DATA SHOWN
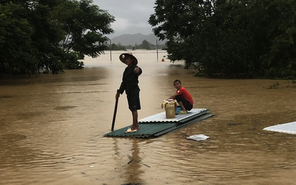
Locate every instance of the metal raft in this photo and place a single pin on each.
(157, 125)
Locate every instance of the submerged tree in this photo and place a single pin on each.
(50, 34)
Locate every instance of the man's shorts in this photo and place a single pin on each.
(134, 102)
(185, 102)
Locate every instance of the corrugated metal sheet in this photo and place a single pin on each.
(154, 126)
(161, 117)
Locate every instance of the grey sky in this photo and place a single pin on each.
(131, 15)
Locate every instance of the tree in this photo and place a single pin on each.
(38, 33)
(238, 38)
(84, 26)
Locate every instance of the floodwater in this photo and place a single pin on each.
(52, 129)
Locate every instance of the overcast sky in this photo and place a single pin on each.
(131, 15)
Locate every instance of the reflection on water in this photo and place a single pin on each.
(52, 127)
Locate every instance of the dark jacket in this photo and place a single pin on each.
(130, 81)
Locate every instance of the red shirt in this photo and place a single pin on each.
(182, 91)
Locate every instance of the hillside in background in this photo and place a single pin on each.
(135, 39)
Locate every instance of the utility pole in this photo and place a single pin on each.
(157, 50)
(110, 50)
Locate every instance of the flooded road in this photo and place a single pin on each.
(52, 127)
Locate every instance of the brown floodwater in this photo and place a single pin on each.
(52, 129)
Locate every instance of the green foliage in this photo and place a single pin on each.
(42, 34)
(238, 38)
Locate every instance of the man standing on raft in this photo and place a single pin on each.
(129, 84)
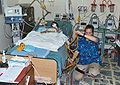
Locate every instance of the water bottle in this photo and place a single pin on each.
(4, 59)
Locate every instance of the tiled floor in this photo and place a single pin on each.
(109, 74)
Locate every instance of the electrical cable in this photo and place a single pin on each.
(7, 34)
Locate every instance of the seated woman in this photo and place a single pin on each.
(89, 56)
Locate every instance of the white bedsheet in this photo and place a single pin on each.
(49, 41)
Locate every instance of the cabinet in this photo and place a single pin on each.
(104, 32)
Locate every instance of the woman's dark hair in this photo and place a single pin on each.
(89, 27)
(54, 23)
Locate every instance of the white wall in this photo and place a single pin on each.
(58, 6)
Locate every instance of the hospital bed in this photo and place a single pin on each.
(54, 48)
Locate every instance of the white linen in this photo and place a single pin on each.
(50, 41)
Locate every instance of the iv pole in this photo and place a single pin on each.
(43, 8)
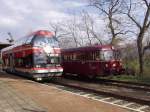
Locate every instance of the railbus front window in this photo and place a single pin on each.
(41, 41)
(107, 55)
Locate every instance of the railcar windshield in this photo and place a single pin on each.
(53, 60)
(109, 55)
(44, 60)
(42, 41)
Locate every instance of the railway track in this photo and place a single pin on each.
(133, 98)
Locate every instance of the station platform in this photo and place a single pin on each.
(21, 95)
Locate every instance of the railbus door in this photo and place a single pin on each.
(11, 63)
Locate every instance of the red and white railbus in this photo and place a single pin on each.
(36, 55)
(92, 61)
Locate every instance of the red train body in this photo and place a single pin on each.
(92, 61)
(36, 55)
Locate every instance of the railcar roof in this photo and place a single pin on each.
(88, 48)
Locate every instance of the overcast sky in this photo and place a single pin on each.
(22, 16)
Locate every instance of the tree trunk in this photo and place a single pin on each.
(140, 53)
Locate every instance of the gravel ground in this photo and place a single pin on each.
(51, 99)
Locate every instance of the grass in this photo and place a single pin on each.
(129, 78)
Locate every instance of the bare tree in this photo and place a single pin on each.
(110, 9)
(88, 27)
(10, 39)
(141, 25)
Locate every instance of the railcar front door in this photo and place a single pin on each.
(11, 63)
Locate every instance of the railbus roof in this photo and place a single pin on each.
(89, 48)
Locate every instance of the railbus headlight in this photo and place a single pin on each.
(106, 65)
(114, 64)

WRITTEN PROBLEM
Output the line containing "Locate every instance of the white wall" along with every line after it to the end of the material, exactly as written, but without pictures.

RESULT OF THE TASK
Locate every instance of the white wall in this photo and place a single pin on each.
(58, 6)
Locate every instance of the hospital bed in this photo and place a single pin on each.
(54, 48)
Locate every instance of the white linen in this photo and place a single pin on each.
(50, 41)
Locate every instance of the iv pole in this photo and place a single pin on each.
(43, 8)
Locate every instance of the railbus front window in this photo and place a single pin on each.
(41, 41)
(107, 55)
Locate every instance of the railcar windshield in this photo and place a single pin on each.
(53, 60)
(109, 55)
(44, 60)
(42, 41)
Locate every instance of the railway track in this photo and place a single pin on each.
(133, 98)
Locate every instance of the station platform in this photo and place a single pin on each.
(21, 95)
Locate every instance of the railbus door in this photo and place a single pin on each.
(11, 63)
Locate every instance of the red and white railbus in this photo and place a single pin on each.
(36, 55)
(92, 61)
Locate every instance of the red train body in this photo and place a single pin on each.
(92, 61)
(36, 55)
Locate every instance of the railcar roof in this photo and place a single pin on each.
(88, 48)
Locate every instance of the overcast sky in this photo and place a single pin on each.
(22, 16)
Locate every instance of the tree trunk in this photo and place a single pin on each.
(140, 53)
Locate every instance of the gravel ground in this photo and place a single pin on each.
(51, 99)
Locate every instance of the grass in this photo and place a single pin on each.
(129, 78)
Locate every instance of the bare tree in this photo and place a single pin on each.
(110, 9)
(88, 27)
(10, 39)
(141, 25)
Locate every instance of the railcar front door in this photo and place a single pin on each.
(11, 63)
Locate every instance of the railbus roof in this photo and place a single pin on each.
(89, 48)
Locate every instance of the railbus headlight in this photo and place a single pin on each.
(106, 65)
(114, 64)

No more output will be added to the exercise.